- PAGE TEXT

──────

= Robert Newbegin II =

American diplomat

Robert Newbegin II (February 5, 1905 – November 15, 1991) was an American diplomat.
== Early life and career ==
Born in Bangor, Maine, he was raised in Cambridge, Massachusetts and graduated from Yale University. He entered the Foreign Service in 1929 and served in Berlin, Montevideo, Mexico City, Istanbul, Ankara, Santo Domingo, Bogota and Paris, as well as Washington.

He was appointed a Foreign Service inspector in 1952, director of the Office of Middle American Affairs in the State Department in 1954 and deputy assistant secretary of state for personnel in 1956.

Newbegin served as U.S. ambassador to Honduras from 1958 to 1960, when he became ambassador to Haiti. He retired from the Foreign Service in 1962, but was a State Department negotiator on the Panama Canal treaty the next year.

──────

- INFORMATION SUPPLIED
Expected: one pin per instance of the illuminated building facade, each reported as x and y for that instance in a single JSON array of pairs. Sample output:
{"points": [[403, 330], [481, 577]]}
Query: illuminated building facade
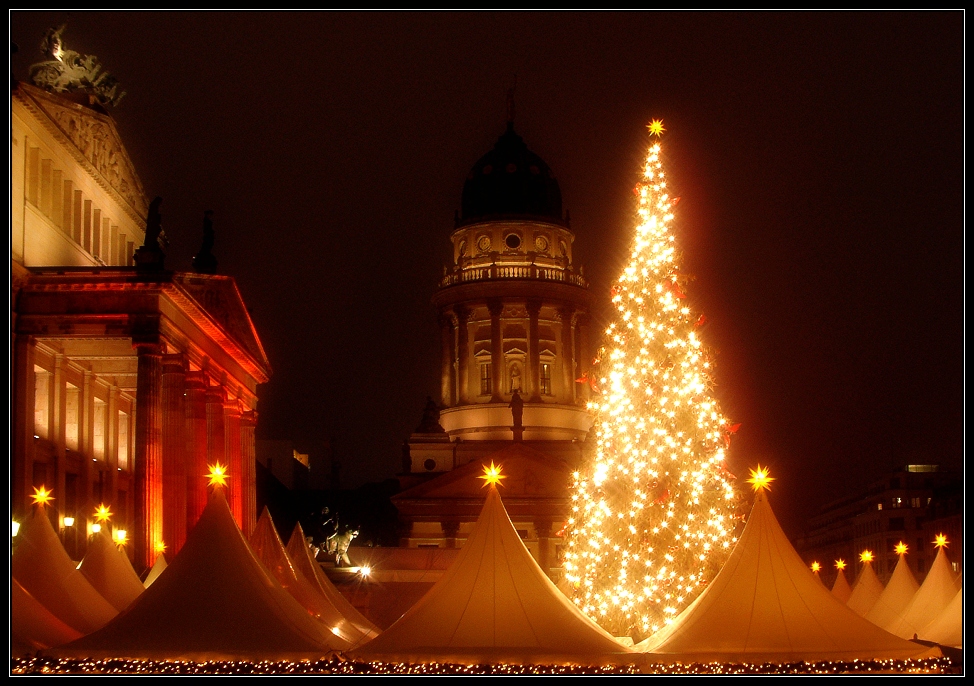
{"points": [[125, 382], [514, 313]]}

──────

- PROBLEM TO SOLVE
Transcribe the full biography of Robert Newbegin II, with no changes at all. The material was gathered from a different source than the biography of Robert Newbegin II.

- ANSWER FOR THIS EXERCISE
= Robert Newbegin II =

American diplomat

Robert Newbegin II (February 5, 1905 – November 15, 1991) was an American diplomat.
== Early life and career ==
Born in Bangor, Maine, he was raised in Cambridge, Massachusetts and graduated from Yale University. He entered the Foreign Service in 1929 and served in Berlin, Montevideo, Mexico City, Istanbul, Ankara, Santo Domingo, Bogota and Paris, as well as Washington.

He was appointed a Foreign Service inspector in 1952, director of the Office of Middle American Affairs in the State Department in 1954 and deputy assistant secretary of state for personnel in 1956.

Newbegin served as U.S. ambassador to Honduras from 1958 to 1960, when he became ambassador to Haiti. He retired from the Foreign Service in 1962, but was a State Department negotiator on the Panama Canal treaty the next year.